What to do. Extract each line of the rows below that contains the string "resolution", and copy those lines in the order they appear.

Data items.

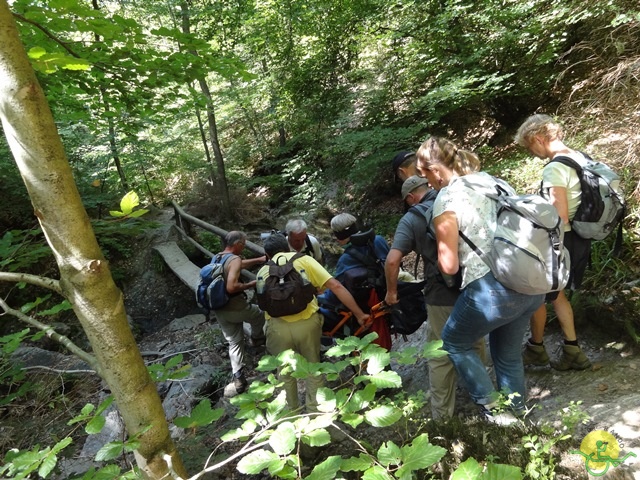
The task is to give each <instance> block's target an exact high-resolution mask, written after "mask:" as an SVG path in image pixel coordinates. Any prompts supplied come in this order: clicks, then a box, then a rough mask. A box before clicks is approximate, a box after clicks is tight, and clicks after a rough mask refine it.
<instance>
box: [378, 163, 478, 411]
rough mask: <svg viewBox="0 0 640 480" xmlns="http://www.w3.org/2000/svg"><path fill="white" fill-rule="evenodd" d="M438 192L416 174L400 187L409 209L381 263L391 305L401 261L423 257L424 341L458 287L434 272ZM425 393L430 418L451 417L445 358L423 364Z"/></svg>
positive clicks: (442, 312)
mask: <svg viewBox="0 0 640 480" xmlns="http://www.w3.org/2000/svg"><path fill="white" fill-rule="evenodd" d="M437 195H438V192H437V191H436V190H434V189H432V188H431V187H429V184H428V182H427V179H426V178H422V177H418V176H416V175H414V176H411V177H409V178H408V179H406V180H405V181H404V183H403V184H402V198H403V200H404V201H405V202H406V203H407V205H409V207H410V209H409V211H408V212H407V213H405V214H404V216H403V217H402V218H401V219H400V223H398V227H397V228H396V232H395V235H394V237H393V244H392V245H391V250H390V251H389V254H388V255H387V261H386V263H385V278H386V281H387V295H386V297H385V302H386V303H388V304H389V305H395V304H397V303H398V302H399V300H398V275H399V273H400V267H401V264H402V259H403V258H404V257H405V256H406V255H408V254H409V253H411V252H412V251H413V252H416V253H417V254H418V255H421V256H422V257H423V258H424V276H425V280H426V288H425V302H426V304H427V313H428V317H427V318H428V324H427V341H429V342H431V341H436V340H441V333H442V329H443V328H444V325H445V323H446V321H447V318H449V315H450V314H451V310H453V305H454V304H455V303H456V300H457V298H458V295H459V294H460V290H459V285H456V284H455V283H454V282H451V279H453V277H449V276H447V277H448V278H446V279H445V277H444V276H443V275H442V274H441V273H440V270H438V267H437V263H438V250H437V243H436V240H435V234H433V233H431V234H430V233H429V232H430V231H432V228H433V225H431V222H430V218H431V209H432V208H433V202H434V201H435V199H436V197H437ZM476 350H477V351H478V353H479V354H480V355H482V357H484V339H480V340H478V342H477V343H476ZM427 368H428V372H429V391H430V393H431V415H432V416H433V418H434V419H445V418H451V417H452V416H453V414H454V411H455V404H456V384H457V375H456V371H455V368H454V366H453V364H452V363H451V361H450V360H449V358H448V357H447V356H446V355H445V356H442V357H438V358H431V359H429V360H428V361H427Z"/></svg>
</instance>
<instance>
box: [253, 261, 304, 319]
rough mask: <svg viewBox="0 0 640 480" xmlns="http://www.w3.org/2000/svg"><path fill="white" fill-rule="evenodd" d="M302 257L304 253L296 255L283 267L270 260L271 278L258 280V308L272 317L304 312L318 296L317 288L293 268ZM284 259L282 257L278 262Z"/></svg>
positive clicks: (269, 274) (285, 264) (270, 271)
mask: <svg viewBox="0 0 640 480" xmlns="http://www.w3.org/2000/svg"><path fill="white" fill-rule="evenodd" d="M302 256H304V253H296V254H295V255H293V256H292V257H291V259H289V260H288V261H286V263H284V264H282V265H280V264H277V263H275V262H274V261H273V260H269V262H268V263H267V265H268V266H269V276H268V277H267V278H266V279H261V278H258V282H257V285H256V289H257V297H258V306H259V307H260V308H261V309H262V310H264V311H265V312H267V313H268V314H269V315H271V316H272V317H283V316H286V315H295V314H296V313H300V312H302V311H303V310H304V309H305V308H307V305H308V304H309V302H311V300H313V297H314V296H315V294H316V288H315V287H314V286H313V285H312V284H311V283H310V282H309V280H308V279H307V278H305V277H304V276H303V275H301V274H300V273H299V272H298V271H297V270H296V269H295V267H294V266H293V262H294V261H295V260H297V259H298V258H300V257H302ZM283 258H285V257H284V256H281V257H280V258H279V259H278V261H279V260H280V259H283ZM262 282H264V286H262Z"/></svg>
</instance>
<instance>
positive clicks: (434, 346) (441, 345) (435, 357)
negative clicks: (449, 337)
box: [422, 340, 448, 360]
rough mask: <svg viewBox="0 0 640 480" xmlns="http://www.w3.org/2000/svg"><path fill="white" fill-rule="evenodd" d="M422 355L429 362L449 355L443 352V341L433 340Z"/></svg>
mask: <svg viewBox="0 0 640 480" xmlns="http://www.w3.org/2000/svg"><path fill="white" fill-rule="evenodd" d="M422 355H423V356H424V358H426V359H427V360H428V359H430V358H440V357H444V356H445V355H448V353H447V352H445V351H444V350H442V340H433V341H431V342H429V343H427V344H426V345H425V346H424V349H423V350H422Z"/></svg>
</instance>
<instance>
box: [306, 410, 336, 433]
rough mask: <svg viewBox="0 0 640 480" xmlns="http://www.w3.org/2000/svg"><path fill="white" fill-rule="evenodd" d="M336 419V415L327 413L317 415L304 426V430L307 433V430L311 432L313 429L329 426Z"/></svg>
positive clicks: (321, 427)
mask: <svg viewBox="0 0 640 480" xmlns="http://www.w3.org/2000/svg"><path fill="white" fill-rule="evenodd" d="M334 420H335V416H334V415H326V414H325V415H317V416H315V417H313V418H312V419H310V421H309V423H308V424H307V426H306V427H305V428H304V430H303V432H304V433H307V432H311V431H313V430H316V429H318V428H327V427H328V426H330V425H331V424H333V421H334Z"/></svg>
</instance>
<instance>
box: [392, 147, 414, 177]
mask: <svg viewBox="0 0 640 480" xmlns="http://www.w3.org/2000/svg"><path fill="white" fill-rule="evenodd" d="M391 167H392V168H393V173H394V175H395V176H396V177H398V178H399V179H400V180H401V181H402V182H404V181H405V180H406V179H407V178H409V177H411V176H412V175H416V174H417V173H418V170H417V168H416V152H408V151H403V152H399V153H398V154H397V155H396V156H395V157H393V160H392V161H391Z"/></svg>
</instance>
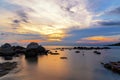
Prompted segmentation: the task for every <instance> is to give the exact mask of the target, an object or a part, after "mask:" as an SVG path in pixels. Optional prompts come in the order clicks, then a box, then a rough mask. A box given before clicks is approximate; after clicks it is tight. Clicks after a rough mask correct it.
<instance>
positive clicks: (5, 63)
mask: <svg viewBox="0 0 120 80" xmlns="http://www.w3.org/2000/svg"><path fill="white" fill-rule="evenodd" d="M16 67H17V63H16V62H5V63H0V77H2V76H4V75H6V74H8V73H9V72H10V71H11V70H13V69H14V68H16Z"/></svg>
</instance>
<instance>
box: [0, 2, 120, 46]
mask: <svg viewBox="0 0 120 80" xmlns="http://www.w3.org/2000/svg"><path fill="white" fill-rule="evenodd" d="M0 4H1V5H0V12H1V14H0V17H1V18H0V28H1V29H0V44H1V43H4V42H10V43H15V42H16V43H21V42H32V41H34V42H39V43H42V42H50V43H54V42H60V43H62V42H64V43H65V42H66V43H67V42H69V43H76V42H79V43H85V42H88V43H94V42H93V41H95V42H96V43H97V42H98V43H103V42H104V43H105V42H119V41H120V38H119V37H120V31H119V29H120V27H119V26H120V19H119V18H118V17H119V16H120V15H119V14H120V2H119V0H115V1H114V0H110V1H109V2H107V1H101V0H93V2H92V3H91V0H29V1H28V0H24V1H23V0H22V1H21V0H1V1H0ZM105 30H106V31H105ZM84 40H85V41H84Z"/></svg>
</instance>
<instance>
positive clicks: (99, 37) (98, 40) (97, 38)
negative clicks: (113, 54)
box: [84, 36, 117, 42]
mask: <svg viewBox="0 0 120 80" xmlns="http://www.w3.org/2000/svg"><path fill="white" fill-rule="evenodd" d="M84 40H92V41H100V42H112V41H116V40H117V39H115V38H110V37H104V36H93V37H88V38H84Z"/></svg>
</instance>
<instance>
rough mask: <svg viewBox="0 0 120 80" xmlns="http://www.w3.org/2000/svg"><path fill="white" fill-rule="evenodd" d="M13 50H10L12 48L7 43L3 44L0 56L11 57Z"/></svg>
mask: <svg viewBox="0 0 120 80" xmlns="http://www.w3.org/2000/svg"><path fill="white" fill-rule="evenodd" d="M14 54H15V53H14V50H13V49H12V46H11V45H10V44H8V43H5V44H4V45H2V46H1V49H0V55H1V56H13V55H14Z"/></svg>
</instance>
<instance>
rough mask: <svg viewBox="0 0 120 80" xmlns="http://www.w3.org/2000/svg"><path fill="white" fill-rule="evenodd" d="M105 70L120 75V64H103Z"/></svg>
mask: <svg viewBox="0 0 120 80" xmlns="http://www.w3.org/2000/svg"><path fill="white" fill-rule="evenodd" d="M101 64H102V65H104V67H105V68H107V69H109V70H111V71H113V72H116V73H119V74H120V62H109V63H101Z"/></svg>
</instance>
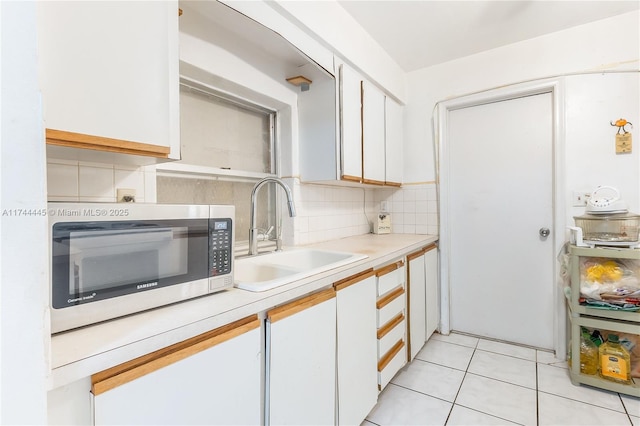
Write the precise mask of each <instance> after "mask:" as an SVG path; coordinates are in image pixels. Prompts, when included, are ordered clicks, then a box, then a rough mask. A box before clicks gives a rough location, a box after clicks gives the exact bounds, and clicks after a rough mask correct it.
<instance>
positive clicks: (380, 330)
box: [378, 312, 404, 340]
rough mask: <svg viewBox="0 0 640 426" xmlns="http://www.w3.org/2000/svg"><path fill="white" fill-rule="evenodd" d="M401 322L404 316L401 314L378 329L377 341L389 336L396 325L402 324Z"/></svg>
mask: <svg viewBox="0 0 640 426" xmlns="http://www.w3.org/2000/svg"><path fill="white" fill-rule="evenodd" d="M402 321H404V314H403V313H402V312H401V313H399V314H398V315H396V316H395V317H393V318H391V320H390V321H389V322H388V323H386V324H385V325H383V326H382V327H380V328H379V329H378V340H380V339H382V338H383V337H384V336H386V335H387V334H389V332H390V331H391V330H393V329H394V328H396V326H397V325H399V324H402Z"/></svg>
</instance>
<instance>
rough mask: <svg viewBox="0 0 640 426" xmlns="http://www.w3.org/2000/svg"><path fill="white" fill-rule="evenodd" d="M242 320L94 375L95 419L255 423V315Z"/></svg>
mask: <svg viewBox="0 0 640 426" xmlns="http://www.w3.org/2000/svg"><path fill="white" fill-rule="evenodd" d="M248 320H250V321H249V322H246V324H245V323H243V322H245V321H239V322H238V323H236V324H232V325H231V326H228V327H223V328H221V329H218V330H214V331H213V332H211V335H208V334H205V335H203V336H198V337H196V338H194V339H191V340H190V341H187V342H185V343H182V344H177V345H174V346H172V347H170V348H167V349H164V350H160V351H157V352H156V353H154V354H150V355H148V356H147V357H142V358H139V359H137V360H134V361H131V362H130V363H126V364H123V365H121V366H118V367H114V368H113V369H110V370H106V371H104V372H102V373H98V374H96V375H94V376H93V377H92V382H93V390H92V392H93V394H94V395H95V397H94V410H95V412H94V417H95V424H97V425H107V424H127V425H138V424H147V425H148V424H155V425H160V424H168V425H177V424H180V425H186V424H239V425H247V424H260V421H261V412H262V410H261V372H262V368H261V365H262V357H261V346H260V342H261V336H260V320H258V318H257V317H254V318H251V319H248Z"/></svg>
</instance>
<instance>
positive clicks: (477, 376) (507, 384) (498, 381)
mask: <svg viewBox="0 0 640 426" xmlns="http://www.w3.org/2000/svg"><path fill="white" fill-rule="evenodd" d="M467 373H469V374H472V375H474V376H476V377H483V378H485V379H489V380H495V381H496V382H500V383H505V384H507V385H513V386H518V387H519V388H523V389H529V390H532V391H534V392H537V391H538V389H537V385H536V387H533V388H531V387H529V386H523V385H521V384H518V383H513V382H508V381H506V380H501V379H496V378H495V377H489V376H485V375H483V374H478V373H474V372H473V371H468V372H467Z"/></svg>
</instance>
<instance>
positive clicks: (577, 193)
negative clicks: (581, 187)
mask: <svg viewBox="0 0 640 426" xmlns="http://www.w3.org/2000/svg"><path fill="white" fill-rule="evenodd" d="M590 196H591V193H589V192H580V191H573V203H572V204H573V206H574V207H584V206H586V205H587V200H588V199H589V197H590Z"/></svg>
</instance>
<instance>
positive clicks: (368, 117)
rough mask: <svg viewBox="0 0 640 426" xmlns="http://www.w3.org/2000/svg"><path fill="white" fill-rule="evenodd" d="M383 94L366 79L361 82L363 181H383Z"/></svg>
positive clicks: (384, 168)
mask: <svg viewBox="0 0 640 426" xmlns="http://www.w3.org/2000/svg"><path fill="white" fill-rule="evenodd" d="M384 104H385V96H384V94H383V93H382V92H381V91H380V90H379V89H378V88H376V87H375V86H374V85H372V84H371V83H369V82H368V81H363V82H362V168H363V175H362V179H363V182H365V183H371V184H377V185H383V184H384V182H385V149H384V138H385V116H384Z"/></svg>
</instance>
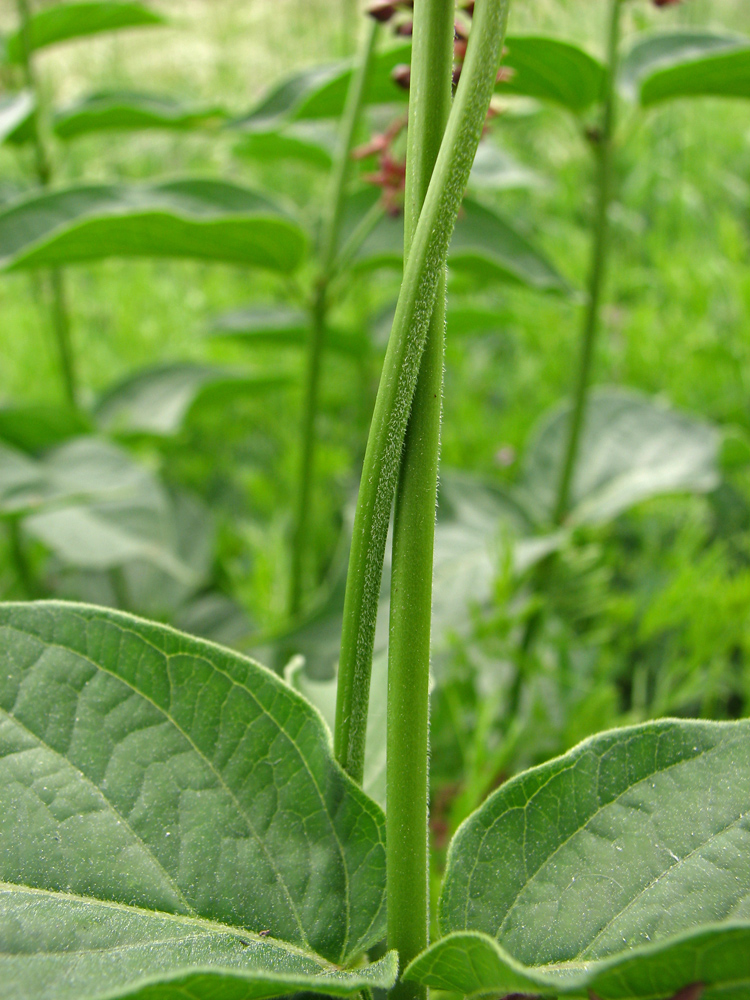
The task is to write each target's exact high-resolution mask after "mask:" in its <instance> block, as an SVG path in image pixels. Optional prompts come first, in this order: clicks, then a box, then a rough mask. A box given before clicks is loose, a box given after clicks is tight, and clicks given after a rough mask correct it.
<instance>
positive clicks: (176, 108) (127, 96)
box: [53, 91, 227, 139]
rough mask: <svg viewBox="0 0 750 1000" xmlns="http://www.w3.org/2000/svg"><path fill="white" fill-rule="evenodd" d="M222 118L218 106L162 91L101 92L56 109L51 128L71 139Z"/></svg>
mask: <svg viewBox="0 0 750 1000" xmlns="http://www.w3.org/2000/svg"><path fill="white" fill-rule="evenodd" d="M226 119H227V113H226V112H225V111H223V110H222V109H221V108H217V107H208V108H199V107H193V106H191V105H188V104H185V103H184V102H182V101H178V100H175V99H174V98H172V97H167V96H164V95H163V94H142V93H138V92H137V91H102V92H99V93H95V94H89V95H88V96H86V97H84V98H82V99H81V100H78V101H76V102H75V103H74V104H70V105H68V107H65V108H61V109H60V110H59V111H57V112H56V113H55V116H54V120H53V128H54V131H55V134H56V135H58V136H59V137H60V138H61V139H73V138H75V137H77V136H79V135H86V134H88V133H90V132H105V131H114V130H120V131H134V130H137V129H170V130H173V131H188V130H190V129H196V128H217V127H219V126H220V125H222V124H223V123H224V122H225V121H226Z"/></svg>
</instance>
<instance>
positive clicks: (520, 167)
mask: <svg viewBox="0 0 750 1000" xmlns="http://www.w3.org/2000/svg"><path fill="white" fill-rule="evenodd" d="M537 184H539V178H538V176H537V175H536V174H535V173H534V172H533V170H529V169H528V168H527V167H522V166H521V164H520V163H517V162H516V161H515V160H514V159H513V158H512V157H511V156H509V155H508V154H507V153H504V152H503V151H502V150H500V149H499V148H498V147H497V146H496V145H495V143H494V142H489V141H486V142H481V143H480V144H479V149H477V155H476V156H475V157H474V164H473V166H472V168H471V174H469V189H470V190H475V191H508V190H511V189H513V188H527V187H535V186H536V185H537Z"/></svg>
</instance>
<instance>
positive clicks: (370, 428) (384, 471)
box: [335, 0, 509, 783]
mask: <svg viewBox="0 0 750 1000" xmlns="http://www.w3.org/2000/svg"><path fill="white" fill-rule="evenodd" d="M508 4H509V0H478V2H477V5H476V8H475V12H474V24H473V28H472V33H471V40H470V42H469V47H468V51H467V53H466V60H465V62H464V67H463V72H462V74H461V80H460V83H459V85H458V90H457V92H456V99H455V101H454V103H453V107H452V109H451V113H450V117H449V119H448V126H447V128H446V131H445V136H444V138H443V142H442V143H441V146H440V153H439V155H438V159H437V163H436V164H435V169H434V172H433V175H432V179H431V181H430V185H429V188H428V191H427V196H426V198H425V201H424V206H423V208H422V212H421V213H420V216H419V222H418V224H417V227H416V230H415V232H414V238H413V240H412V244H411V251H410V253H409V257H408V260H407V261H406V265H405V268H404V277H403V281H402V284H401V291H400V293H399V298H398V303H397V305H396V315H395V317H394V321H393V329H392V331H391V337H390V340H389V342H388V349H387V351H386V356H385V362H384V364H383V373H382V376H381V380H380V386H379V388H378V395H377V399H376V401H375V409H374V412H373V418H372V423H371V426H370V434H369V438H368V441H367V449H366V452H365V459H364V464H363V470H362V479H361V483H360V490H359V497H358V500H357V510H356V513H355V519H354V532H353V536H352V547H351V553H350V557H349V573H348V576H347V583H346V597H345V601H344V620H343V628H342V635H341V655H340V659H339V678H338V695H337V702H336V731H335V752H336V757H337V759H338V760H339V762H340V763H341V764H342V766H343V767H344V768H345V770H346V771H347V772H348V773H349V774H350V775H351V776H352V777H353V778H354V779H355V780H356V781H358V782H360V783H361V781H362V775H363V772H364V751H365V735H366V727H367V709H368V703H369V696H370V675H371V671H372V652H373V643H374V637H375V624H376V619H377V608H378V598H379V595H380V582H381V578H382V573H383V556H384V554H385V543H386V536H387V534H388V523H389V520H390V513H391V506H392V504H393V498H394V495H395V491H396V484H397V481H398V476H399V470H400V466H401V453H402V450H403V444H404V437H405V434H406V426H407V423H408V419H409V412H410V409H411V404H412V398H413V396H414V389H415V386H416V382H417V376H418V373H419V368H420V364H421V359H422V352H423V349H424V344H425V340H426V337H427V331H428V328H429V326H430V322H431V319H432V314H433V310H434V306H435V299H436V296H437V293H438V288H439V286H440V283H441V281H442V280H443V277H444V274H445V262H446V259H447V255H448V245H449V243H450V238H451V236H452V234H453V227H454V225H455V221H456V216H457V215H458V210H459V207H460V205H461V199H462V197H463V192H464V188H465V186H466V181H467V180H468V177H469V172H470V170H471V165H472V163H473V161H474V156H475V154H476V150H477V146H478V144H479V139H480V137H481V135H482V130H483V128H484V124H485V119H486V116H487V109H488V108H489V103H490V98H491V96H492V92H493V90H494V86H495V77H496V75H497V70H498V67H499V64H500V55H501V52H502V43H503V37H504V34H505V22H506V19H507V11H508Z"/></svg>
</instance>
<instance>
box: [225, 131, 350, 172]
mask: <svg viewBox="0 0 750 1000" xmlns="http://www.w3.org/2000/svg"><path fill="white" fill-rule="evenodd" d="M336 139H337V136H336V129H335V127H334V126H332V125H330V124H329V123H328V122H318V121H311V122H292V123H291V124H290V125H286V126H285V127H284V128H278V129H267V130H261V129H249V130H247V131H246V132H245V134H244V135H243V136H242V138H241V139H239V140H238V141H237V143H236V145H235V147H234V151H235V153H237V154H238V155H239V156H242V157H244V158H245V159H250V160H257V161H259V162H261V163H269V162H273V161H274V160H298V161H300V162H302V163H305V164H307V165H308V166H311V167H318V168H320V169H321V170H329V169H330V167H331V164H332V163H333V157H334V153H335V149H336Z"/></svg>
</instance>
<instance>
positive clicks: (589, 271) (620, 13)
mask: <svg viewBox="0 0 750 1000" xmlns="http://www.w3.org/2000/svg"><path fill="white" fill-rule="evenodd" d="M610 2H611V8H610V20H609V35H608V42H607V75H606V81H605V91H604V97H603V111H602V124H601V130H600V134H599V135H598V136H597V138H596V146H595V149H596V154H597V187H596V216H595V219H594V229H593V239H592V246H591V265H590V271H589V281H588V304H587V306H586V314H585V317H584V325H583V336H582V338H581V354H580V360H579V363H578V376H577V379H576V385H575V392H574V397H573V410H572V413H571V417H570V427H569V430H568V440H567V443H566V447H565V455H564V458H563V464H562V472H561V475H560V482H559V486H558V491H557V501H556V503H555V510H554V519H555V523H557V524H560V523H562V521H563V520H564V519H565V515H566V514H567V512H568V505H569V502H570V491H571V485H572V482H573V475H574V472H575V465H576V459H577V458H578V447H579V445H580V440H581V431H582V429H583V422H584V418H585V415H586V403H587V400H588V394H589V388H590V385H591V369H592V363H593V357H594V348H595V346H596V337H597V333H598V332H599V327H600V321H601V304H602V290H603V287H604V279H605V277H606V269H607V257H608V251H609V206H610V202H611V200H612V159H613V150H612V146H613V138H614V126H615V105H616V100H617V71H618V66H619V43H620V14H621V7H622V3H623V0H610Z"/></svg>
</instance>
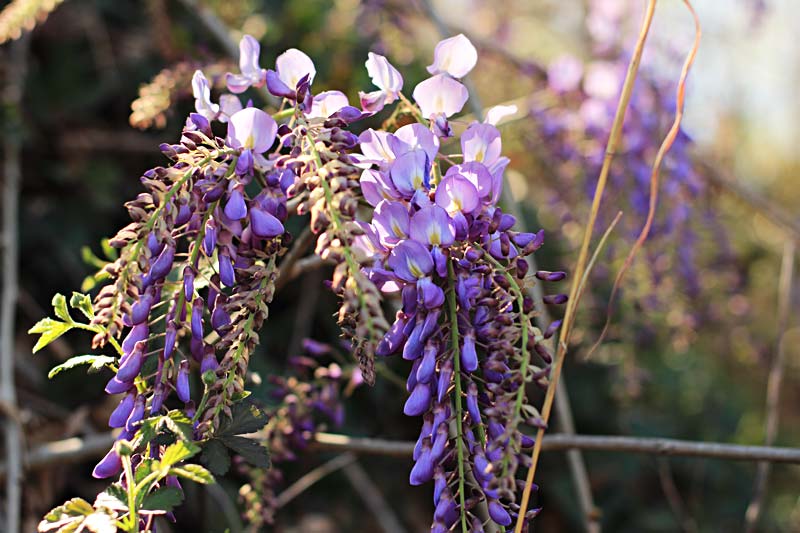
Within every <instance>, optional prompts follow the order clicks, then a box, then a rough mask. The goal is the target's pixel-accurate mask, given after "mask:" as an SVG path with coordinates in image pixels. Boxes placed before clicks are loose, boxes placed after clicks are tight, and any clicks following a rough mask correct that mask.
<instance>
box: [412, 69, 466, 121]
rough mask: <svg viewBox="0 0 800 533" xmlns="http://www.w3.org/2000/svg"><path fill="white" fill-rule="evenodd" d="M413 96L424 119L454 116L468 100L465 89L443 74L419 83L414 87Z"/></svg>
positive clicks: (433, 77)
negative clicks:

Result for this exercise.
The task is to give each <instance> block's target an exact high-resolution mask, written after "mask:" as an SVG path in image pixel coordinates. Any prompts supplied come in this order: clicks, then a box, then a rough mask. A box before clicks is approximate, a box after clicks is tight, and clicks after a rough mask refine it.
The task is to write each target's exact high-resolution mask after "mask:" in its <instance> block, as an SVG path in image pixels. Optional prompts come first, in this order: clicks, then a box, then a rough mask. A box given before clicks is loose, a box given after clicks is tight, and clicks given after a rough mask correct it.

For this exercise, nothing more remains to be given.